В силу названных фактов довольно сомнительно толковать погребе­ния, где наличествуют железные гривны с молоточками Тора, исключи­тельно как только скандинавские204. Правоту этих слов подтверждает С.И.Кочкуркина, констатировавшая в 1970 г., что такие ритуальные ве­щи как железные гривны с молоточками Тора «должны сопровождать скандинавские погребения, но железные гривны в приладожских курга­нах за исключением двух экземпляров, найденных в мужских захороне­ниях, принадлежали местному населению»205. К тому же, указывается в литературе, эти гривны встречаются «не на всей территории Скандина­вии»206. Также весьма сомнительно однозначно выдавать погребения староладожского Плакуна за скандинавские (большинство которых ар-хеологи-норманисты связывают со шведами, якобы появившимися в Ладоге около 860 г.207, т. е. старательно пытаются наполнить соответст­вующим содержанием известия ПВЛ под 859 и 862 гг.). Во-первых, констатирует А.Стальсберг, ладейные заклепки из Плакуна «ближе к бал­тийской и славянской, нежели скандинавской традиции»208, хотя, конеч­но, уж в Ладогу-то норманны должны были бы прибыть на своих судах. Во-вторых, в этих захоронениях представлены сосуды южнобалтийского типа209, а в одном из них обнаружены обломки двух фризских кувши­нов210. В-третьих, на их связь с Южной Балтикой указывает и погребение в камере с гробовищем, имеющем, подчеркивает К.А.Михайлов, «пря­мые и многочисленные» аналогии в памятниках Дании и Шлезвиг-Гол-штейн (конец IX -конец X в.), которые, в свою очередь, близки по сбоей конструкции к захоронениям германцев І-ІІІ веков. Вполне естестве­нен и вывод ученого, что погребенный прибыл из Южной Ютландии211. Впрочем, как и те, следует добавить, кто провожал его в последний путь (О.И. Давидан, основываясь на находках в ранних слоях Ладоги фризских •ребенок или, как она их еще квалифицирует, западнославянских, го­ворит о присутствии среди ее жителей фризских купцов и ремесленни­ков212). Само возникновение могильника Михайлов отнес, в отличие от своих коллег, к более позднему времени: началу X в., также указав на тот факт, что в нем, при наличии женских погребений, практически отсут­ствуют скандинавские украшения213.

- СПИСОК ЗАПИСЕЙ -
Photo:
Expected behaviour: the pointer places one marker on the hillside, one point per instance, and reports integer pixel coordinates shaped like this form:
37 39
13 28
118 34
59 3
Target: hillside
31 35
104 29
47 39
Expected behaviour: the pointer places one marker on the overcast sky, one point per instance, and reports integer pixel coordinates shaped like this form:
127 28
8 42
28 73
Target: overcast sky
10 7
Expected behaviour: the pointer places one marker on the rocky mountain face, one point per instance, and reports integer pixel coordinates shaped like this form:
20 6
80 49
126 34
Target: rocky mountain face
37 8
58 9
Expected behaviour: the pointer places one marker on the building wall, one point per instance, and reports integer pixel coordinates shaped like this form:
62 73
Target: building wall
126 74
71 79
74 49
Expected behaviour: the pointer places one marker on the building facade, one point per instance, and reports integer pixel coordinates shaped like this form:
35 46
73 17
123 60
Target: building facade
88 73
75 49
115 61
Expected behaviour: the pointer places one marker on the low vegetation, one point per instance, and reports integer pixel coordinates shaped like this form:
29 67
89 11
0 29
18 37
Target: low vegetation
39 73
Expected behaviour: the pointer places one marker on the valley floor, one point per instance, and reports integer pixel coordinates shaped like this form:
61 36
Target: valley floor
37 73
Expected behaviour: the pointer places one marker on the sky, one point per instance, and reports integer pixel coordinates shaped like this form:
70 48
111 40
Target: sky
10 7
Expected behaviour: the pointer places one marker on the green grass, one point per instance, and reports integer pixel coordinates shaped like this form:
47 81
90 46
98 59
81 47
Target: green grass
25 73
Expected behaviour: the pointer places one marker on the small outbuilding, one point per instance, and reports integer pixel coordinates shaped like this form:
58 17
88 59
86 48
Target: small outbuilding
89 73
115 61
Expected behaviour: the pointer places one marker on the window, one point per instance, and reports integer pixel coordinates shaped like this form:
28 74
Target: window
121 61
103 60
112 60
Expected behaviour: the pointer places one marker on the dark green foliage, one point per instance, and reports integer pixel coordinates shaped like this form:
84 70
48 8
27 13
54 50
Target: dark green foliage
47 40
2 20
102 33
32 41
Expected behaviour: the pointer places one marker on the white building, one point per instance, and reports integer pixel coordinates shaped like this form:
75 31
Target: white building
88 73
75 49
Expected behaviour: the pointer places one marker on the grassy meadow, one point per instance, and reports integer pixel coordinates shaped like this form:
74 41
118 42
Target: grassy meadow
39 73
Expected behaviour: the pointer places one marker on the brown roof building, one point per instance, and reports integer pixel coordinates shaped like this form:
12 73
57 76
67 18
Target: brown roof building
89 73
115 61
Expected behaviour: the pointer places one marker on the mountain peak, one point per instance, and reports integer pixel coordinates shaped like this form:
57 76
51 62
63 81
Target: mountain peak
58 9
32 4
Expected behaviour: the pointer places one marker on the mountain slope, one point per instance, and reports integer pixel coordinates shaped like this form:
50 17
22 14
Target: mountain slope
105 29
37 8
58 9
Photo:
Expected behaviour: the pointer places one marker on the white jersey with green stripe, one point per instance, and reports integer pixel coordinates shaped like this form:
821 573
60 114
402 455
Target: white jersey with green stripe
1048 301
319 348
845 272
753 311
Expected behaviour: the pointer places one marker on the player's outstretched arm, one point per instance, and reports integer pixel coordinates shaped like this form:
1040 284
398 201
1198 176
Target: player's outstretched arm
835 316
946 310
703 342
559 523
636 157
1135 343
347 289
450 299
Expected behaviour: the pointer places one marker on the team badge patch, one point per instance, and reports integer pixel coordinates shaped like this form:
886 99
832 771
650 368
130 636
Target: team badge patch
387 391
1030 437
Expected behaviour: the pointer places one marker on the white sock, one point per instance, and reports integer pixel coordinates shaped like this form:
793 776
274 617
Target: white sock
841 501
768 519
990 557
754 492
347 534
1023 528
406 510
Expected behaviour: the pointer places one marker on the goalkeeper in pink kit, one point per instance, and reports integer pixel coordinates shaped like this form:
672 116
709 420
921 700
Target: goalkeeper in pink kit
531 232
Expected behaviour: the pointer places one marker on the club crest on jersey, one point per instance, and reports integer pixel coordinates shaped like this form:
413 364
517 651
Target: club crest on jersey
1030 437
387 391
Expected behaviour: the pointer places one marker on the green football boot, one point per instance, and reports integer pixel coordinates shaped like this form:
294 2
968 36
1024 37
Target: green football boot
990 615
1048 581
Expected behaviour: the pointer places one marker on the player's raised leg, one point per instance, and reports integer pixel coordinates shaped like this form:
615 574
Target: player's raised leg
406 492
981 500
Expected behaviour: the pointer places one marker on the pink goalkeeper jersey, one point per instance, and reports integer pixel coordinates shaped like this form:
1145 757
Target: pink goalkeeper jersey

- ЗАДАНИЕ 1 -
К какому времени К.А. Михайлов, согласно отрывку о ладожских погребениях, отнёс возникновение могильника?
- ЗАДАНИЕ 2 -
Выпишите из записей каждую строку, где встречается слово «rocky».
Отрывок и записи — самостоятельные материалы, между собой не связанные.

- ВЕРНЫЙ ОТВЕТ 1 -
К началу X века.

- ВЕРНЫЙ ОТВЕТ 2 -
Expected behaviour: the pointer places one marker on the rocky mountain face, one point per instance, and reports integer pixel coordinates shaped like this form:
Target: rocky mountain face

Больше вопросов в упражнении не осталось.